=== Provided text ===
* Begin *

Sherman’s March to the Sea

by Noah Andre Trudeau

Pub Date: Aug. 1st, 2008
ISBN: 978-0-06-059867-9
Publisher: Harper/HarperCollins

A balanced account of the famous—or infamous, depending on your sympathies—campaign that effectively ended the Civil War in the Deep South.

As former NPR executive producer Trudeau (Gettysburg, 2002, etc.) notes, William Tecumseh Sherman’s March to the Sea was not without its uneventful stretches; the diary entries of many of the soldiers, he grumbles, can be summarized with the phrase, “Nothing of interest to report.” Sadly, that applies to stretches of this book, which reports nearly every datum about the 1864 campaign, interesting or not, while skimping a touch on big-picture interpretations of what the campaign meant in the larger context of the Civil War. Early on, Trudeau promises psychodrama by observing that Sherman was grieving the loss of a son who died the year before. Of course, in that time of carnage, death was everywhere, and Trudeau does not pursue the question of how Sherman handled his sorrow. What he does do—and what will make this book controversial, at least among certain circles—is to hazard that the March to the Sea has been compressed in the popular memory as a frenzy of raiding and burning, whereas in reality the campaign was both longer and less brutal than that. Trudeau reckons, drawing on contemporary statisticians, that Sherman, “at his thoughtful, self-confident best” at the start of the march, was more restrained than he might have been, “blaming southerners for their complicity and deeming himself powerless in the random chance destructiveness of the storm he had unleashed.” Just so, rebel military resistance was somewhat tougher than the standard texts suggest, while the vaunted guerrilla resistance to Sherman’s foraging troops was less stiff and surely less organized. Sherman’s successful raid across southeastern Georgia served him well personally, however. Grant may have had doubts about the wisdom of sending an army so far from its base, but he esteemed Sherman highly thereafter.

Civil War enthusiasts will appreciate Trudeau’s careful attention to detail, while general readers may wish for a more vivid, cut-to-the-chase version of events.

* End *

=== Exercise A ===
According to the review of Sherman's March to the Sea, what loss was Sherman grieving at the start of the campaign?
=== Exercise B ===
Transcribe the part of the listing that opens with the line containing "One point for each instance of the shower arm, each" and continues through the end of the listing, including both ends, and leave the pictures out of your answer.
The review and the listing come from separate, unrelated sources.

=== Data provided ===

* Begin *

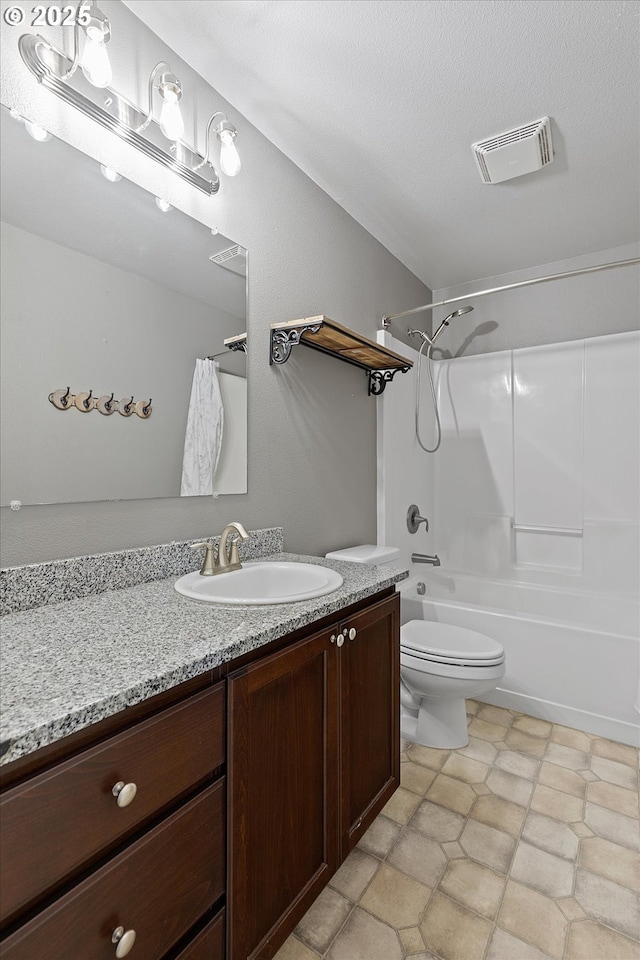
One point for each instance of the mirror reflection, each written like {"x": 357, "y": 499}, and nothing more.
{"x": 105, "y": 293}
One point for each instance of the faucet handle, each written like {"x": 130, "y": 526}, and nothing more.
{"x": 209, "y": 564}
{"x": 234, "y": 556}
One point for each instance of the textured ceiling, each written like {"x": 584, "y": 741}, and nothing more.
{"x": 378, "y": 102}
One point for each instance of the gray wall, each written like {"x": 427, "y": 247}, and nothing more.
{"x": 591, "y": 305}
{"x": 312, "y": 433}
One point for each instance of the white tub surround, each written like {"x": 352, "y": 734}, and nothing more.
{"x": 580, "y": 671}
{"x": 533, "y": 507}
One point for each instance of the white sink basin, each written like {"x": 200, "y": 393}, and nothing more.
{"x": 262, "y": 582}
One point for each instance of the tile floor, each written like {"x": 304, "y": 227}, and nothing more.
{"x": 521, "y": 846}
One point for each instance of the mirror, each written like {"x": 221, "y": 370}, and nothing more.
{"x": 102, "y": 291}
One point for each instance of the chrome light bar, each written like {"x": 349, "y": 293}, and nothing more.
{"x": 115, "y": 113}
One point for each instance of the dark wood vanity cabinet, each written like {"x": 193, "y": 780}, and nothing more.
{"x": 79, "y": 871}
{"x": 313, "y": 757}
{"x": 249, "y": 794}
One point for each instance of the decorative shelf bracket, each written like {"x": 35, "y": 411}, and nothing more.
{"x": 327, "y": 336}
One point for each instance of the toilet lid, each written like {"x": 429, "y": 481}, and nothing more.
{"x": 445, "y": 642}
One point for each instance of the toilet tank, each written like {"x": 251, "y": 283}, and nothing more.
{"x": 369, "y": 553}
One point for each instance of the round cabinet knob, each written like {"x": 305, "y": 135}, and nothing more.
{"x": 124, "y": 793}
{"x": 124, "y": 940}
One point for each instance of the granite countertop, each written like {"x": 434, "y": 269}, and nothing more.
{"x": 67, "y": 665}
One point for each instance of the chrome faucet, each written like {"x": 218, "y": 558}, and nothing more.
{"x": 228, "y": 558}
{"x": 425, "y": 558}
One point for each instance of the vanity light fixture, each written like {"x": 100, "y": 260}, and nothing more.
{"x": 226, "y": 134}
{"x": 95, "y": 59}
{"x": 89, "y": 90}
{"x": 170, "y": 90}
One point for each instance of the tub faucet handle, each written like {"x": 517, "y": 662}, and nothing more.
{"x": 414, "y": 519}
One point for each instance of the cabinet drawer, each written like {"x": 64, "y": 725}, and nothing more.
{"x": 159, "y": 886}
{"x": 209, "y": 944}
{"x": 57, "y": 822}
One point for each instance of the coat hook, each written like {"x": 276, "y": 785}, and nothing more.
{"x": 60, "y": 398}
{"x": 84, "y": 402}
{"x": 105, "y": 405}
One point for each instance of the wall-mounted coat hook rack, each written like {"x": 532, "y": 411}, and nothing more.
{"x": 63, "y": 399}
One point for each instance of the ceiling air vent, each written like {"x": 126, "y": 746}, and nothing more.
{"x": 515, "y": 152}
{"x": 233, "y": 258}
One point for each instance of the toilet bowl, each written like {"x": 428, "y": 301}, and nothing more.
{"x": 440, "y": 666}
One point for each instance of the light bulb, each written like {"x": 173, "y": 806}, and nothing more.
{"x": 229, "y": 156}
{"x": 110, "y": 174}
{"x": 37, "y": 132}
{"x": 95, "y": 59}
{"x": 171, "y": 122}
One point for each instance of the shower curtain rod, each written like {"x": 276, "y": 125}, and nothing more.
{"x": 386, "y": 320}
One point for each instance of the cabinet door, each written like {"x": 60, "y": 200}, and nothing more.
{"x": 370, "y": 716}
{"x": 283, "y": 768}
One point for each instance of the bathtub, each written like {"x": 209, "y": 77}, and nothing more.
{"x": 571, "y": 658}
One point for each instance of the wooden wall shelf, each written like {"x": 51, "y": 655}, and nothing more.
{"x": 327, "y": 336}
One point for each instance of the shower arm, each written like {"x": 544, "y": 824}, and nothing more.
{"x": 386, "y": 320}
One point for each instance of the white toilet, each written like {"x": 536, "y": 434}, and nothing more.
{"x": 440, "y": 666}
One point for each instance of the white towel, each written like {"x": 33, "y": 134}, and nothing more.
{"x": 203, "y": 437}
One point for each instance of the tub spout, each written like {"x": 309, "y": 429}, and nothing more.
{"x": 425, "y": 558}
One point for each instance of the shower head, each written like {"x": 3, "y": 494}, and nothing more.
{"x": 452, "y": 316}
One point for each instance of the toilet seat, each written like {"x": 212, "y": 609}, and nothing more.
{"x": 448, "y": 644}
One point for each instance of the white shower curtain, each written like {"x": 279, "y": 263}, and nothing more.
{"x": 203, "y": 438}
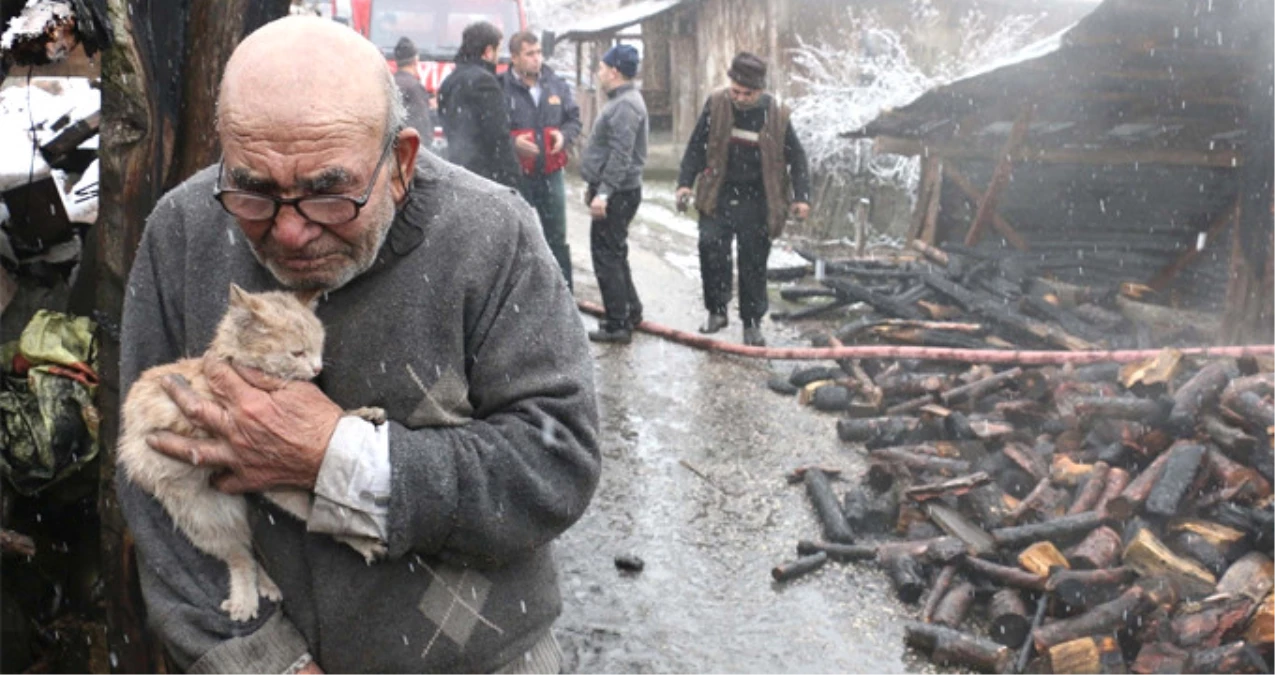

* End *

=== Correct result A ===
The loss of a son who had died the year before.

=== Correct result B ===
One point for each instance of the shower arm, each written like {"x": 544, "y": 824}, and nothing more.
{"x": 386, "y": 320}
One point for each instance of the white toilet, each written like {"x": 536, "y": 434}, and nothing more.
{"x": 440, "y": 666}
One point for each instance of the white towel, each written like {"x": 33, "y": 134}, and nothing more.
{"x": 203, "y": 437}
One point for each instance of the tub spout, each written like {"x": 309, "y": 429}, and nothing more.
{"x": 425, "y": 558}
One point for each instance of the shower head, each written like {"x": 3, "y": 494}, and nothing more.
{"x": 452, "y": 316}
One point for each instance of the toilet seat, each written like {"x": 212, "y": 609}, and nothing more.
{"x": 448, "y": 644}
One point for each instance of the white shower curtain, each written like {"x": 279, "y": 263}, and nothing more.
{"x": 203, "y": 438}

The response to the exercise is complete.